BGH zu Sondertilgungsrecht bei Kreditverträgen: Kre­di­t­auflöse ohne Ablöse

von Dr. Jochen Strohmeyer

20.01.2016

Sondertilgungsrecht schlägt Vorfälligkeitsentschädigung

Sondertilgungsrechte führen jedoch dazu, dass der Kunde einen Teil des Darlehens, meist drei Prozent, fünf Prozent oder seltener auch 10 Prozent pro Kalenderjahr gewissermaßen "außer der Reihe" kompensationsfrei zurückzahlen darf.

Der BGH hatte zu entscheiden, ob die Vorfälligkeitsentschädigung bei einer solchen Vereinbarung auch dann in voller Höhe fällig ist, wenn der Kunde bis zum Ende der Zinsfestschreibung noch von seinem Sondertilgungsrecht hätte Gebrauch machen könnte.

------------------------------------------------------------

▶ _Schriftliche Aufgabe 1_:
Nenne alle Prozentsätze, die der Textauszug als jährlichen Anteil des Darlehens für Sondertilgungen angibt.
Der Textauszug und die Auflistung stehen in keinem Zusammenhang.

------------------------------------------------------------

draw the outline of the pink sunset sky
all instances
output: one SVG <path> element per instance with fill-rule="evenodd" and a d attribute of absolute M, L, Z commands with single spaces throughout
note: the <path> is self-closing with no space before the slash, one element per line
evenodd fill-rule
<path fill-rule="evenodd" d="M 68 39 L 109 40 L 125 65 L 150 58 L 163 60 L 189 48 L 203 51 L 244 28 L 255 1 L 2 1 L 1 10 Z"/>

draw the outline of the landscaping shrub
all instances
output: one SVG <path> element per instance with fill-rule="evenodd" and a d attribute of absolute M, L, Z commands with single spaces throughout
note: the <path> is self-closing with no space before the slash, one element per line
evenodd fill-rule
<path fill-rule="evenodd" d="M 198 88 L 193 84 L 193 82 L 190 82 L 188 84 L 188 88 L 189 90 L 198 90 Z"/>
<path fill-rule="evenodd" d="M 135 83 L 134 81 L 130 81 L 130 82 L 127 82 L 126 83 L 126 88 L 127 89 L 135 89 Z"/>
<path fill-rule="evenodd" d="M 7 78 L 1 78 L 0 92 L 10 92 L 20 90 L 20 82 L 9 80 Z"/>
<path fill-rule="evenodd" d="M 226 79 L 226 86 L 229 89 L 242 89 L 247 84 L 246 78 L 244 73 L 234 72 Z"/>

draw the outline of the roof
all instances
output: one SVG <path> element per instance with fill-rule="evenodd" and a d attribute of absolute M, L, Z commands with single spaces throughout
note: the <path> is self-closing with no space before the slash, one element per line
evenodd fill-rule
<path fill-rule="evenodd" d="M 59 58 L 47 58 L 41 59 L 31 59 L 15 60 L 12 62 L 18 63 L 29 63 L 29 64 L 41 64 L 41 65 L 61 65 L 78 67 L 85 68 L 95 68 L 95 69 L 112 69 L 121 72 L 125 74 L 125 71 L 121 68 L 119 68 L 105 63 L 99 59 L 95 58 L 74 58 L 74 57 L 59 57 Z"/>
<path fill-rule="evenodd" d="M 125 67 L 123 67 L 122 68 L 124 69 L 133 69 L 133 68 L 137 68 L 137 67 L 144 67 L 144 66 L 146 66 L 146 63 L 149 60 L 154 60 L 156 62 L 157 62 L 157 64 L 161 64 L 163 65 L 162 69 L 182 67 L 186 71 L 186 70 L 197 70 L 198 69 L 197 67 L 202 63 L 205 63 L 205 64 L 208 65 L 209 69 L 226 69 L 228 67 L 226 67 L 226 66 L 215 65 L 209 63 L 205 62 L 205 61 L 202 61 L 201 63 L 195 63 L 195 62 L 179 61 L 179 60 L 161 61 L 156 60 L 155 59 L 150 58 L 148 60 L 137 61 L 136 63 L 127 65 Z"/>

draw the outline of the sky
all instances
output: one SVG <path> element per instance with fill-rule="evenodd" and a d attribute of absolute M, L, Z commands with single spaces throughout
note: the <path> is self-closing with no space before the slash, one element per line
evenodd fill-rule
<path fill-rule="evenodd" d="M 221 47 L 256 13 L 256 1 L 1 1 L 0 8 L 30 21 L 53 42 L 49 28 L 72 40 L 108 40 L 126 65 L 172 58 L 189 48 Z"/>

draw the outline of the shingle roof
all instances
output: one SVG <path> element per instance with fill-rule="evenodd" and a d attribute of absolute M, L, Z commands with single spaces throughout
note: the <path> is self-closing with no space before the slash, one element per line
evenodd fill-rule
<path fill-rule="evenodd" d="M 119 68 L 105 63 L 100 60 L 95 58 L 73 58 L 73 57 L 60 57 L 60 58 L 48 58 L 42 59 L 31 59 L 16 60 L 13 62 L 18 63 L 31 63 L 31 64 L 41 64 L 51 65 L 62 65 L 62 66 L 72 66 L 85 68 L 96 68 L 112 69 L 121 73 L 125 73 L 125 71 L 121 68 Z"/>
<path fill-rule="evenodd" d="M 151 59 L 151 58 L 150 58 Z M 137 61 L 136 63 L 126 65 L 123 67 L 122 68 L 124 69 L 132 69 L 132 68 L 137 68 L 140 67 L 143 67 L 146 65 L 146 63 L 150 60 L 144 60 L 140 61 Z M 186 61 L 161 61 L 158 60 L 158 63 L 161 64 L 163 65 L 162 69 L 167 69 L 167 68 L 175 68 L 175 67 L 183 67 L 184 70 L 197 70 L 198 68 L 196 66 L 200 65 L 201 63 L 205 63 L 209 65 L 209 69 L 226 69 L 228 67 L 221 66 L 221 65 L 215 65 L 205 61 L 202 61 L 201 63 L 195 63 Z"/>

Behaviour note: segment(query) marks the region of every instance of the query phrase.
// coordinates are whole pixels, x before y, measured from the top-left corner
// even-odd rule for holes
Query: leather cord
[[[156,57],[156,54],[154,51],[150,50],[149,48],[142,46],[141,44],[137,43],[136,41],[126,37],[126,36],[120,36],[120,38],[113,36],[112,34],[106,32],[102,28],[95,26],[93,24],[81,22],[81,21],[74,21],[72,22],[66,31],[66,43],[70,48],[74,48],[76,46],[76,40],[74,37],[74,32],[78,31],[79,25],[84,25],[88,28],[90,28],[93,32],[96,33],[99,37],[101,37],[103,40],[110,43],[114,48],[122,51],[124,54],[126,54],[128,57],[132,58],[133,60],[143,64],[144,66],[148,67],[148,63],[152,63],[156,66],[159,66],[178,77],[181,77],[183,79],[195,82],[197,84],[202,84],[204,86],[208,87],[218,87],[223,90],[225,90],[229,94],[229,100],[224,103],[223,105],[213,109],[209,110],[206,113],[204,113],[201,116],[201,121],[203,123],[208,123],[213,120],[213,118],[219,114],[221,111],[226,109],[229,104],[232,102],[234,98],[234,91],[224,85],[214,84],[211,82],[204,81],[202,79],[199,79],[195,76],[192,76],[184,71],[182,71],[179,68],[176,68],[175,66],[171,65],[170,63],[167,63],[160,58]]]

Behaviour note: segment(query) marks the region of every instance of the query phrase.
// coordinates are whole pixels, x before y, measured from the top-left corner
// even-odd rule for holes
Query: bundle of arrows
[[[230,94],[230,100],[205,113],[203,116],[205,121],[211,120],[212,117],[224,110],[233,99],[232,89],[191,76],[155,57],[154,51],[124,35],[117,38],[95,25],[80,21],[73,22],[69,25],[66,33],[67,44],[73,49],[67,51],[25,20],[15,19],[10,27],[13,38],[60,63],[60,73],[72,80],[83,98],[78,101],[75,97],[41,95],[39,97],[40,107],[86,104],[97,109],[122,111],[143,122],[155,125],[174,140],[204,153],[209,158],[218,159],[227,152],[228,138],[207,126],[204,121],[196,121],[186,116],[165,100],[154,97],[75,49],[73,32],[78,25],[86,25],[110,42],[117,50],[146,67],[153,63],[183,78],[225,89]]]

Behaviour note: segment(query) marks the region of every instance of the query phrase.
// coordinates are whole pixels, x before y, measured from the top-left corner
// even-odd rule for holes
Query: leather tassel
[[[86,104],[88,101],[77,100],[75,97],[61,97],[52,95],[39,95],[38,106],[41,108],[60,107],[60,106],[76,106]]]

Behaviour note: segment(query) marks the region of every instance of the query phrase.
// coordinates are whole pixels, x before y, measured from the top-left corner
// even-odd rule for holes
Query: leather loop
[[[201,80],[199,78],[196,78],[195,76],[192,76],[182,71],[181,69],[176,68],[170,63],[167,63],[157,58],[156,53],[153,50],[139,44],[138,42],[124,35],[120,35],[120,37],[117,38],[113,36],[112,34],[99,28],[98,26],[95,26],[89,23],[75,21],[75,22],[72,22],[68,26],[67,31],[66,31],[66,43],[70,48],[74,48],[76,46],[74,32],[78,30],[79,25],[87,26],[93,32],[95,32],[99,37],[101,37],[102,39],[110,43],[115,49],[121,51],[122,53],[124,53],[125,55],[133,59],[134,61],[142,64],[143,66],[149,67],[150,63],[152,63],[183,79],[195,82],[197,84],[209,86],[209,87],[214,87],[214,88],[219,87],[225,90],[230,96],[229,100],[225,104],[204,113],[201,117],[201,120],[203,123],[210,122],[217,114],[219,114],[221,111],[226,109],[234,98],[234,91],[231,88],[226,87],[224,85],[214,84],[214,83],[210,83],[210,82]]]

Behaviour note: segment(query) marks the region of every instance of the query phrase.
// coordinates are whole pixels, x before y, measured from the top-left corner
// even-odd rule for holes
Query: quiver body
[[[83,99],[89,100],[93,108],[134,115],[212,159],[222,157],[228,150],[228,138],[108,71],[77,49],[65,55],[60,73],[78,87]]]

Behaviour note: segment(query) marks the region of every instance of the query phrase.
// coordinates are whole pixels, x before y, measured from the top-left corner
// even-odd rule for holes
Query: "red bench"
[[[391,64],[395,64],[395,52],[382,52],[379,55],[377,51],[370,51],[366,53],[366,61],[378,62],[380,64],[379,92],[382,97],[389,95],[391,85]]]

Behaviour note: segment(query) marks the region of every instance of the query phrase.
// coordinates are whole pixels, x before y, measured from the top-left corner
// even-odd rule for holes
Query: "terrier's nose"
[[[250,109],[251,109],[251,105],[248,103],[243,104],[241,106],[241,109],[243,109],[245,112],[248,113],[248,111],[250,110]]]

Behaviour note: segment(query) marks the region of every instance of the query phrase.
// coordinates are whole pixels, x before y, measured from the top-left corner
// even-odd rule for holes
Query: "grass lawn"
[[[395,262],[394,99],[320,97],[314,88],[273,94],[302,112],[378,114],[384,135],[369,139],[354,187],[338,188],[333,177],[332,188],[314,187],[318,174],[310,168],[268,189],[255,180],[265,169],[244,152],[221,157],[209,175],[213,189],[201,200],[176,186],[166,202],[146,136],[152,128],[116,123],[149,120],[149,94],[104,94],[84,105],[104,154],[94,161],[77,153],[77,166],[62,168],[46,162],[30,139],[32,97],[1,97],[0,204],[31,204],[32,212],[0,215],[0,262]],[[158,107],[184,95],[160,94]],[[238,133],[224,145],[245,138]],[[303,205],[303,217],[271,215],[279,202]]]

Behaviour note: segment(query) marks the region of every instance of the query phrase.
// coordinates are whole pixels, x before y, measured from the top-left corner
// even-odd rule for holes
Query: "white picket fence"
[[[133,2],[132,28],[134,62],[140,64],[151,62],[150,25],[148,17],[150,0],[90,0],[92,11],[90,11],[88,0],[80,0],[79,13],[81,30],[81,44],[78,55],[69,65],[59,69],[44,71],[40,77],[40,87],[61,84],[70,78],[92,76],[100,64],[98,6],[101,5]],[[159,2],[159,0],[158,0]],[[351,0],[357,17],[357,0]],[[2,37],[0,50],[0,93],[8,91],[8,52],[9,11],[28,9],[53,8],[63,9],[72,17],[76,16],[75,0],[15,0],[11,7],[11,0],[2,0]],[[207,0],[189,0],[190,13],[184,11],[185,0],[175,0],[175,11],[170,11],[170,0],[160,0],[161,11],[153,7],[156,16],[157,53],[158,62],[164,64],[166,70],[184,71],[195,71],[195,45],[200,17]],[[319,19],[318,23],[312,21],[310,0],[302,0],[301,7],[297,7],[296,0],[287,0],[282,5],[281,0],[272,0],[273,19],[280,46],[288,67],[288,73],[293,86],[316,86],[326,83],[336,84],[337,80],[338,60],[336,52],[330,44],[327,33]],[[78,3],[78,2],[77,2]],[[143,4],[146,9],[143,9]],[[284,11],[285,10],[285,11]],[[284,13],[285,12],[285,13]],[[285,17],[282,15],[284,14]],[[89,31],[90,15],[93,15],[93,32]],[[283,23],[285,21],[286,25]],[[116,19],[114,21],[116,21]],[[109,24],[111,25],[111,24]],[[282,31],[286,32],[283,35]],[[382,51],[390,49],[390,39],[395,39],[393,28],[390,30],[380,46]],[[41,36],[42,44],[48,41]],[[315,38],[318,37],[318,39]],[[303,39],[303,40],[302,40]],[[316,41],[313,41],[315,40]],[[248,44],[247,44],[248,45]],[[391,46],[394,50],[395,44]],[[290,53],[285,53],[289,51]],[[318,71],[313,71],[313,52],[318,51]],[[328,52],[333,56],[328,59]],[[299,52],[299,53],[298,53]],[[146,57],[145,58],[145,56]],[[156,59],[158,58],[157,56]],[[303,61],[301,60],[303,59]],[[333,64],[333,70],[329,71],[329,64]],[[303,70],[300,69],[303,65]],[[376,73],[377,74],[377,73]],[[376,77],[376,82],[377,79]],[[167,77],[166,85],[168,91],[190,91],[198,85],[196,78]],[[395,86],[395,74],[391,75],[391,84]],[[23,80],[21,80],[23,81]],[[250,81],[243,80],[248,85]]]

------------------------------------------------------------

▶ _Schriftliche Aufgabe 2_:
Stelle den Abschnitt der Auflistung von der Zeile mit "draw the outline of the roof" bis einschließlich der Zeile mit "95 69 L 112" als Markdown-Tabelle mit den Spalten „Nr.“ und „Zeile der Auflistung“ dar. Leere Zeilen werden weggelassen.

▶ _Vollständige Antwort 1_:
drei Prozent, fünf Prozent, 10 Prozent

▶ _Vollständige Antwort 2_:
| Nr. | Zeile der Auflistung |
|---|---|
| 1 | draw the outline of the roof |
| 2 | all instances |
| 3 | output: one SVG <path> element per instance with fill-rule="evenodd" and a d attribute of absolute M, L, Z commands with single spaces throughout |
| 4 | note: the <path> is self-closing with no space before the slash, one element per line |
| 5 | evenodd fill-rule |
| 6 | <path fill-rule="evenodd" d="M 59 58 L 47 58 L 41 59 L 31 59 L 15 60 L 12 62 L 18 63 L 29 63 L 29 64 L 41 64 L 41 65 L 61 65 L 78 67 L 85 68 L 95 68 L 95 69 L 112 69 L 121 72 L 125 74 L 125 71 L 121 68 L 119 68 L 105 63 L 99 59 L 95 58 L 74 58 L 74 57 L 59 57 Z"/> |